→ **Exercise prompt**
Locate every line in the items below that contains the word "white" and copy each of those lines in full.
** BEGIN Supplied data **
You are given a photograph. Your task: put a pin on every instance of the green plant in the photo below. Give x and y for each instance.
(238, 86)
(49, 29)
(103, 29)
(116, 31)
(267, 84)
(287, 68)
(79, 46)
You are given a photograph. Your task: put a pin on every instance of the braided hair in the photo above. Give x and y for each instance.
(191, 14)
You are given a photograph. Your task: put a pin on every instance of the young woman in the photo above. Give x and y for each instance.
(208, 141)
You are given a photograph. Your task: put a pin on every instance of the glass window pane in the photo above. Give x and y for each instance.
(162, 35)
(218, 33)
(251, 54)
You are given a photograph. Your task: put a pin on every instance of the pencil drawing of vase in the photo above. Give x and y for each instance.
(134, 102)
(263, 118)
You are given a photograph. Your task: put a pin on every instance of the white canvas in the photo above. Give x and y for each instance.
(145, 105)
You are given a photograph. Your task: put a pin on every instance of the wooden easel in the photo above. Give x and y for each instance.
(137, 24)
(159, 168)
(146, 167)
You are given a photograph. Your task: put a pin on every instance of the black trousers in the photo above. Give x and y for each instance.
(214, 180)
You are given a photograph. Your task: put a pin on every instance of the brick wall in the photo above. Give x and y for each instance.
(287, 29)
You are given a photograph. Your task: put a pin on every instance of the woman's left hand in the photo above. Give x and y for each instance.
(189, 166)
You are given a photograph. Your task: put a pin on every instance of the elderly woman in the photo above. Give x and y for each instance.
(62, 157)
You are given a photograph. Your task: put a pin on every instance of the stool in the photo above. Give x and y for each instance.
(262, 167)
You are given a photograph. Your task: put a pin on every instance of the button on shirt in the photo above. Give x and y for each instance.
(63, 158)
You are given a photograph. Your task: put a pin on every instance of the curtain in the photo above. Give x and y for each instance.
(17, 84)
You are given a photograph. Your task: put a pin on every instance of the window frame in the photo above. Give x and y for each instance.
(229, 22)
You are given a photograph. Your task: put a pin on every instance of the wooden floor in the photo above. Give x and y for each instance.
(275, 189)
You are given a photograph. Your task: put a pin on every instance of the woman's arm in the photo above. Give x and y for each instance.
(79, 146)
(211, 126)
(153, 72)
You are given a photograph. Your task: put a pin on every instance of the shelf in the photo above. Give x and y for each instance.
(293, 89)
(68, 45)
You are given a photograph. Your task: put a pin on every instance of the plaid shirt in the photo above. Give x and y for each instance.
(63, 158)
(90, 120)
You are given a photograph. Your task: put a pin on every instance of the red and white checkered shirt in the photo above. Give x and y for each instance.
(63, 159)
** END Supplied data **
** BEGIN Supplied data **
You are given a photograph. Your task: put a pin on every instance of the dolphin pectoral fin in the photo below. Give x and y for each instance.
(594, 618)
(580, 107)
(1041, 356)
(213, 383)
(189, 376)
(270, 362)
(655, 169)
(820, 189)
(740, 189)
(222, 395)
** END Supplied data **
→ **Result**
You are given a photograph. Your task: put a pin on every instance of the white canvas in the photo above. Give x and y for each instance.
You are given a photograph. Your task: put a pin on every instance of the red and white checkered shirt in the photo above. Give x and y for each instance.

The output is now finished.